| Consigne A |
Répondez aux questions suivantes d'après l'extrait de l'entretien.
(i) Dans quelle ville le président interrogé a-t-il annoncé, le week-end précédent, qu'il se rendrait à Kiev ?
(ii) Quel chef d'État le bureau élargi de l'Union africaine l'a-t-il chargé d'aller voir ?
(iii) À quelle date les législatives sénégalaises doivent-elles se tenir ?
| Consigne B |
Extrayez de l'extrait de l'entretien, sans rien modifier, le passage allant de « D’abord, je n’ai » à « fait pour Sotchi. ».
| Consigne C |
Selon l'extrait de l'entretien, pour quelle raison le président interrogé souhaitait-il se rendre à Kiev ? Répondez en une à trois phrases.

| Extrait source |
À votre retour de Sotchi, vous avez dit le week-end dernier à Accra que vous alliez vous rendre à Kiev pour rencontrer le président Volodymyr Zelensky. On sait que ça devait se faire il y a un moment, ça ne s’est pas fait, êtes-vous toujours le bienvenu à Kiev, monsieur le président ?

D’abord, je n’ai jamais été invité à Kiev. J’ai la volonté d’y aller, parce que je voulais me mettre dans une position de neutralité. Mais l’Ukraine nous a demandé de communiquer avec l’Union africaine. J’ai transmis cette demande du président Zelensky. Le bureau élargi de l’Union africaine a accepté cette demande, tout comme elle m’a chargé d’aller voir le président Poutine pour donner les positions de l’Afrique et réclamer ce que je viens de dire.

Nous allons réaliser le plus rapidement possible cet entretien avec le président Volodymyr Zelensky et les leaders africains. Et après cela, s’il s’avère qu’il nous invite, nous irons à Kiev avec plaisir, comme je l’ai fait pour Sotchi.

Au Sénégal, l’opposition Yewi Askan Wi a manifesté pacifiquement, hier, dans les rues de Dakar, mais a menacé de tout faire pour empêcher la tenue des législatives du 31 juillet si ses leaders, et notamment Ousmane Sonko, sont exclus du scrutin. Si une solution n’est pas trouvée pour la liste nationale de l’opposition qui est actuellement invalidée, ne craignez-vous pas un embrasement de la rue, comme cela s’est passé à Dakar en mars 2021 ?

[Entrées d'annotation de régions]
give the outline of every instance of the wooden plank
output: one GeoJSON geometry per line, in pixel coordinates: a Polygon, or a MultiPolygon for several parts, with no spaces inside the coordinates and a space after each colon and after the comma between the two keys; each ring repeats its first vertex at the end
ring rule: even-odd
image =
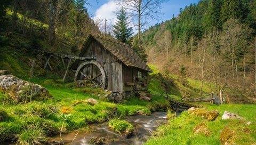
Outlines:
{"type": "Polygon", "coordinates": [[[198,100],[198,99],[199,99],[204,98],[204,97],[205,97],[205,96],[207,96],[207,95],[211,95],[211,94],[213,94],[213,93],[215,93],[215,92],[211,93],[208,94],[207,94],[207,95],[205,95],[202,96],[201,96],[201,97],[199,97],[199,98],[196,98],[196,99],[194,99],[194,100],[198,100]]]}
{"type": "Polygon", "coordinates": [[[125,82],[124,83],[124,84],[126,85],[134,85],[134,83],[132,83],[132,82],[125,82]]]}
{"type": "Polygon", "coordinates": [[[65,74],[64,75],[64,77],[62,78],[62,81],[63,82],[64,82],[65,80],[65,78],[66,78],[66,76],[67,76],[67,74],[68,73],[68,69],[69,68],[69,65],[70,65],[71,60],[72,60],[71,59],[69,59],[69,61],[68,62],[68,66],[67,66],[67,68],[66,68],[65,74]]]}
{"type": "Polygon", "coordinates": [[[46,57],[45,57],[45,55],[44,55],[44,59],[46,61],[46,62],[45,62],[45,64],[44,65],[44,69],[45,69],[46,68],[47,66],[48,66],[51,71],[52,71],[52,67],[51,67],[51,65],[50,65],[50,63],[49,63],[49,61],[50,61],[50,59],[51,59],[51,56],[52,55],[50,55],[49,58],[47,59],[46,57]]]}
{"type": "Polygon", "coordinates": [[[45,54],[50,54],[50,55],[55,55],[55,56],[58,56],[58,57],[63,57],[63,58],[69,58],[69,59],[73,59],[86,60],[93,60],[93,59],[96,59],[95,57],[81,57],[59,53],[50,52],[47,52],[47,51],[42,51],[42,50],[34,50],[35,51],[40,52],[42,52],[42,53],[45,53],[45,54]]]}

| Réponse A |
(i) À Accra.
(ii) Le président Poutine.
(iii) Le 31 juillet.

| Réponse B |
D’abord, je n’ai jamais été invité à Kiev. J’ai la volonté d’y aller, parce que je voulais me mettre dans une position de neutralité. Mais l’Ukraine nous a demandé de communiquer avec l’Union africaine. J’ai transmis cette demande du président Zelensky. Le bureau élargi de l’Union africaine a accepté cette demande, tout comme elle m’a chargé d’aller voir le président Poutine pour donner les positions de l’Afrique et réclamer ce que je viens de dire.

Nous allons réaliser le plus rapidement possible cet entretien avec le président Volodymyr Zelensky et les leaders africains. Et après cela, s’il s’avère qu’il nous invite, nous irons à Kiev avec plaisir, comme je l’ai fait pour Sotchi.

| Réponse C |
Il souhaitait se rendre à Kiev parce qu'il voulait se placer dans une position de neutralité.